**TEXTO FORNECIDO**

3. Fundamento do Direito

Mas onde o Direito encontra o seu fundamento de existência e de validade? Para as chamadas correntes jusnaturalistas (assim denominadas porque se baseiam na natureza das coisas), há um conjunto de primeiros princípios que são inerentes à natureza humana, preexistentes à organização político-social dos seres humanos e independente da criação do legislador, ou seja, anteriores ao direito positivo. As correntes jusnaturalistas podem ser divididas em duas principais: a) de um lado, o jusnaturalismo teológico, para o qual o Direito decorre da revelação divina e, portanto, independente dos próprios seres humanos, assumindo caráter transcendental, o que liga os autores dessa corrente ao absolutismo; b) de outro lado, o jusnaturalismo racionalista, para o qual o Direito é inerente à condição humana, anterior às organizações político-sociais humanas, as quais apenas o concretizarão[4].

As correntes jusnaturalistas admitem, em geral, a correlação entre Direito e Justiça, produzindo, então, valorações sobre o Direito, considerando apenas como Direito o que é justo e negando ao Direito injusto o caráter de Direito[5]. Ao se fundamentarem sobre a existência de princípios inerentes à natureza humana, as correntes jusnaturalistas defendem que o Direito é imutável e atemporal, o que se explica tanto em relação às correntes teológicas quanto em relação às correntes racionalistas, pois o Direito seria independente das (matriz teológica) ou anterior às (matriz racionalista) organizações humanas, o que também permite aos seus defensores afirmar que existe um direito superior ao direito positivo.

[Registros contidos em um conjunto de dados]
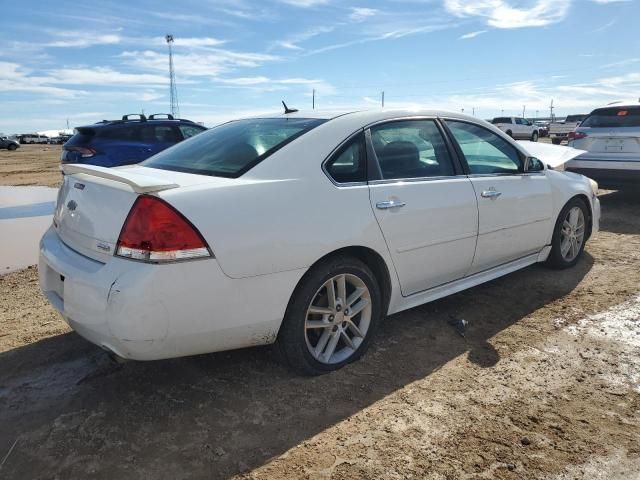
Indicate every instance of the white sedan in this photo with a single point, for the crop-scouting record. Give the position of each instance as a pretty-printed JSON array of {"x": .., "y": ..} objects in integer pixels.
[{"x": 303, "y": 230}]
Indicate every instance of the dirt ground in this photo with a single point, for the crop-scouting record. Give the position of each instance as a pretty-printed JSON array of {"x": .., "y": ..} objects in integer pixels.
[
  {"x": 31, "y": 165},
  {"x": 545, "y": 384}
]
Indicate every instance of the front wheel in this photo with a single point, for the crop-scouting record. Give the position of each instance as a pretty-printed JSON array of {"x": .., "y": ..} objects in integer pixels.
[
  {"x": 331, "y": 317},
  {"x": 569, "y": 235}
]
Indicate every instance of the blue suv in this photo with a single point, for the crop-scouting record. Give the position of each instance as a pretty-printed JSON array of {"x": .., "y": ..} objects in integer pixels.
[{"x": 111, "y": 143}]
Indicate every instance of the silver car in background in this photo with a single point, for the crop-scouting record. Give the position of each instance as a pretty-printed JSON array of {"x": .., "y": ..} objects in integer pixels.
[{"x": 611, "y": 138}]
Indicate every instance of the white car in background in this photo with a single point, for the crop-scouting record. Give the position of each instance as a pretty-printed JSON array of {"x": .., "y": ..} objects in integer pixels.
[
  {"x": 517, "y": 127},
  {"x": 611, "y": 138},
  {"x": 304, "y": 230}
]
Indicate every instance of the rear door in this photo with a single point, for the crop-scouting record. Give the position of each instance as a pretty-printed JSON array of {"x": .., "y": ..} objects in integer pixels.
[
  {"x": 424, "y": 204},
  {"x": 515, "y": 208}
]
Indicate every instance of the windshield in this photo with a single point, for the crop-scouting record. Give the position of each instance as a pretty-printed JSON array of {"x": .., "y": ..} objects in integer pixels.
[
  {"x": 613, "y": 117},
  {"x": 233, "y": 148}
]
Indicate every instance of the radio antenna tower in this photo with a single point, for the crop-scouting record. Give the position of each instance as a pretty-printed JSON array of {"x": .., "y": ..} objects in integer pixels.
[{"x": 173, "y": 91}]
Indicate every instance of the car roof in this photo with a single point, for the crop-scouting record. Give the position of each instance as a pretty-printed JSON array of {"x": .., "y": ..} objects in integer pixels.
[
  {"x": 369, "y": 116},
  {"x": 148, "y": 121}
]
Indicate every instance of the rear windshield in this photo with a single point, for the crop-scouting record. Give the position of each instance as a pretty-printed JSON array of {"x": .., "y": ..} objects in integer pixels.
[
  {"x": 612, "y": 117},
  {"x": 574, "y": 118},
  {"x": 233, "y": 148},
  {"x": 82, "y": 136}
]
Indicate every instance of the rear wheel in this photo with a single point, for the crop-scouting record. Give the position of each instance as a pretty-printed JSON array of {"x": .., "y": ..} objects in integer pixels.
[
  {"x": 569, "y": 235},
  {"x": 331, "y": 317}
]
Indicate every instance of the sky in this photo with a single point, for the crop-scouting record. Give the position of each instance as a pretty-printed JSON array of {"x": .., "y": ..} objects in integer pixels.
[{"x": 82, "y": 62}]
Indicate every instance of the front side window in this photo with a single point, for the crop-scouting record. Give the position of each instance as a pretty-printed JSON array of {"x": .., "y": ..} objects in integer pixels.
[
  {"x": 231, "y": 149},
  {"x": 485, "y": 152},
  {"x": 411, "y": 149},
  {"x": 348, "y": 165}
]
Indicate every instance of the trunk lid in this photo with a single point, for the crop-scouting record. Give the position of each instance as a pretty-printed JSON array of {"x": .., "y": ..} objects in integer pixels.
[
  {"x": 608, "y": 140},
  {"x": 93, "y": 203}
]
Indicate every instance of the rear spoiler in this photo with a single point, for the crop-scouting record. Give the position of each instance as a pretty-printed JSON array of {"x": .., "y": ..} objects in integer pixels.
[
  {"x": 139, "y": 183},
  {"x": 552, "y": 155}
]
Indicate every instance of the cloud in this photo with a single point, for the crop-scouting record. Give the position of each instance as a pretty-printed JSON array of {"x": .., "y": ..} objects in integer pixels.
[
  {"x": 472, "y": 34},
  {"x": 83, "y": 40},
  {"x": 206, "y": 63},
  {"x": 358, "y": 14},
  {"x": 305, "y": 3},
  {"x": 502, "y": 14}
]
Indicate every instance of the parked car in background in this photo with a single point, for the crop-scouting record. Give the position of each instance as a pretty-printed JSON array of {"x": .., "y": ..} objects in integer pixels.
[
  {"x": 8, "y": 143},
  {"x": 543, "y": 128},
  {"x": 517, "y": 127},
  {"x": 30, "y": 138},
  {"x": 304, "y": 230},
  {"x": 59, "y": 140},
  {"x": 559, "y": 131},
  {"x": 134, "y": 138},
  {"x": 611, "y": 138}
]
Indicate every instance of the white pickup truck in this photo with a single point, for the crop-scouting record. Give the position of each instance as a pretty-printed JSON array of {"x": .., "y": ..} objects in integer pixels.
[
  {"x": 559, "y": 131},
  {"x": 517, "y": 127}
]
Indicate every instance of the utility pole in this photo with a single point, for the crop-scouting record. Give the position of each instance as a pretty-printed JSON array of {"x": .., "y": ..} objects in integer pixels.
[{"x": 173, "y": 91}]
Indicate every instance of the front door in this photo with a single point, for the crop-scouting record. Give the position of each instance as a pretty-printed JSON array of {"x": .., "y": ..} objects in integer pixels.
[
  {"x": 515, "y": 208},
  {"x": 427, "y": 210}
]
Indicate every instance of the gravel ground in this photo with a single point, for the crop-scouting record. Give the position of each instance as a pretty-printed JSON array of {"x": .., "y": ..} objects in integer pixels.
[{"x": 545, "y": 384}]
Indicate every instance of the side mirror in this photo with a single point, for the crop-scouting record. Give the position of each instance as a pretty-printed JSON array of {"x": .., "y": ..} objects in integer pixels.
[{"x": 533, "y": 164}]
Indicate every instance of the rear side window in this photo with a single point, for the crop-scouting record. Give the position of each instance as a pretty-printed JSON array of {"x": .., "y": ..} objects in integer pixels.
[
  {"x": 123, "y": 133},
  {"x": 348, "y": 165},
  {"x": 485, "y": 152},
  {"x": 613, "y": 117},
  {"x": 159, "y": 134},
  {"x": 83, "y": 136},
  {"x": 411, "y": 149},
  {"x": 231, "y": 149}
]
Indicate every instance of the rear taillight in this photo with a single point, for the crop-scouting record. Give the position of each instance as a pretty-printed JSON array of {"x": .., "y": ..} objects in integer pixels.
[
  {"x": 84, "y": 152},
  {"x": 156, "y": 232},
  {"x": 576, "y": 135}
]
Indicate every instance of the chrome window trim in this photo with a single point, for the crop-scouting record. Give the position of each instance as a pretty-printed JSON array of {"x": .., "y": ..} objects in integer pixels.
[
  {"x": 415, "y": 179},
  {"x": 323, "y": 166}
]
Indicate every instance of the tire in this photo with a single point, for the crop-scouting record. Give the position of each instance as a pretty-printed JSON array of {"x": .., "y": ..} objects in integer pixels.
[
  {"x": 298, "y": 339},
  {"x": 557, "y": 259}
]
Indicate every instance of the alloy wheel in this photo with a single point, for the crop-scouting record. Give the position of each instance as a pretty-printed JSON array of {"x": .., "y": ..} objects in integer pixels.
[
  {"x": 572, "y": 234},
  {"x": 338, "y": 318}
]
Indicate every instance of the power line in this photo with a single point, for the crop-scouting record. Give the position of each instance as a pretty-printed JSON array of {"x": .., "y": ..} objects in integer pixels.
[{"x": 173, "y": 91}]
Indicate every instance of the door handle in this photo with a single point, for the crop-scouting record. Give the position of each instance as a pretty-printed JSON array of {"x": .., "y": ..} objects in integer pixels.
[
  {"x": 390, "y": 204},
  {"x": 490, "y": 194}
]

**TAREFAS A REALIZAR**
1. No texto sobre o fundamento do Direito, de onde decorre o Direito segundo o jusnaturalismo teológico?
2. Retome o texto sobre o fundamento do Direito e dê continuidade a ele a partir da última frase apresentada.
Os registros constituem um material à parte, independente do texto.

**RESULTADOS POR TAREFA**
1. Da revelação divina.

2.
Tradicionalmente, o Direito natural qualifica-se por ser eterno, atemporal, imutável, justo, não escrito e universal. Algumas dessas características, no entanto, serviram para a formulação de uma pesada crítica ao jusnaturalismo. Critica-se, por exemplo, o fato de se pretender um Direito eterno, atemporal, imutável e universal, ou seja, válido para todos os seres humanos em todas as épocas, independente do território que habitem – afirmar-se que o Direito não muda de acordo com critérios espaciotemporais é desconsiderar que os seres humanos se organizam de maneiras distintas, que as realidades sociais variam e que os anseios e os interesses humanos estão em constantes transformações. Exemplo atual é o da união estável entre pessoas do mesmo sexo, se o Direito fosse efetivamente imutável, esse tipo de relação familiar não seria possível. Critica-se, também, o fato de o Direito natural se pretender justo, já que, sob essa perspectiva, o Direito não se poderia afirmar como ciência, já que esta requer neutralidade axiológica, não se podendo dizer que seu respectivo objeto é verdadeiro ou falso, bom ou mau, justo ou injusto – diante disso, o jusnaturalismo se incompatibiliza com a ciência do Direito.

Outro grupo de correntes é aquele a que se pode chamar de juspositivista, para o qual o Direito é sempre positivo, decorrente de atos de vontade, de formulações humanas. O juspositivismo identifica o Direito positivo com o Direito estatal, escrito ou não escrito, ou seja, com o Direito criado e formulado pelo ente legitimado para isso, o Estado. Esse grupo de correntes não contempla juízos de valor sobre o objeto de estudo, garantindo, pois, uma neutralidade axiológica. Quem melhor desenvolveu esse isolamento do objeto da ciência do Direito foi Hans Kelsen, cuja teoria pode ser enquadrada no racionalismo dogmático ou normativismo jurídico.

O que Kelsen propugnava era o estudo do Direito a partir de métodos jurídicos, e não a partir de uma metodologia sociológica, filosófica, antropológica, teológica, filosófica etc. como se vinha fazendo – não que tais abordagens não fossem importantes, como o próprio jurista de Praga deixa claro[6]. Kelsen lançou a ideia de pureza metódica. Para ele, se a ciência do Direito tem como objeto o conjunto de normas jurídicas, então o estudo dessas normas tem de obedecer apenas a uma metodologia jurídica. A ideia de Kelsen foi, então, a de conferir neutralidade e objetividade à ciência do Direito, o que lhe traria autonomia enquanto ciência.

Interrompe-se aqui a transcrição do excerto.